• [OBJECTIVE] Rewrite the records starting at the line that contains "like (721, 600)." and ending at the end of the records, renaming "Query" to "Target" wherever it appears and leaving everything else unchanged.

[Image object location entries]
* * * * *

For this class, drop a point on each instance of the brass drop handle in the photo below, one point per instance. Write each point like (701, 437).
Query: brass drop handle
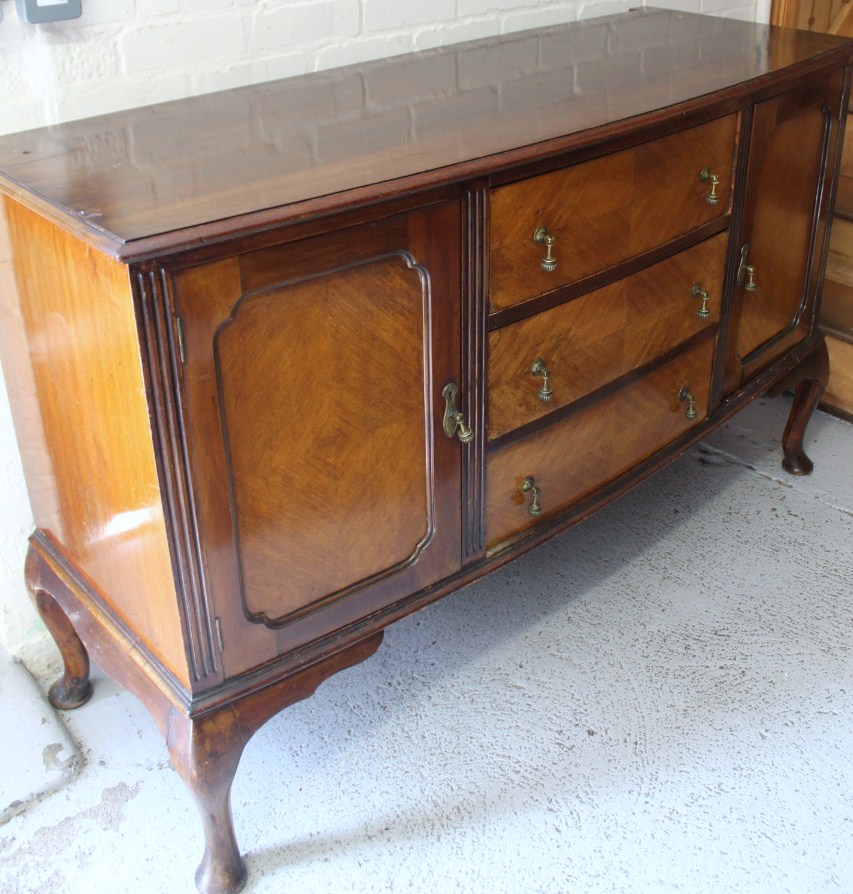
(705, 176)
(698, 292)
(687, 395)
(543, 237)
(539, 369)
(454, 421)
(528, 486)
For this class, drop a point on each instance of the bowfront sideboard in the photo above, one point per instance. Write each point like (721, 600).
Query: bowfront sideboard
(289, 362)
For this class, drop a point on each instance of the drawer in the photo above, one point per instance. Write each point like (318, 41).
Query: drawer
(607, 210)
(598, 337)
(587, 449)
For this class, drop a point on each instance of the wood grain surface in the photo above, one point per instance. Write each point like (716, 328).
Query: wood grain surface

* * * * *

• [THE RESULT]
For this class, drop a point on each instance of the bowfront sideboard in the photo above, one point per instance. Write each point like (721, 600).
Target: bowfront sideboard
(289, 362)
For this class, drop a point on each instance of the drawer in the photo above, one point per instance. Write each point like (318, 41).
Target: drawer
(607, 210)
(598, 337)
(587, 449)
For this class, drop a point on each instance of the wood grain surface in the photo above, one point per instance. Write each point like (716, 328).
Target: wood grain surface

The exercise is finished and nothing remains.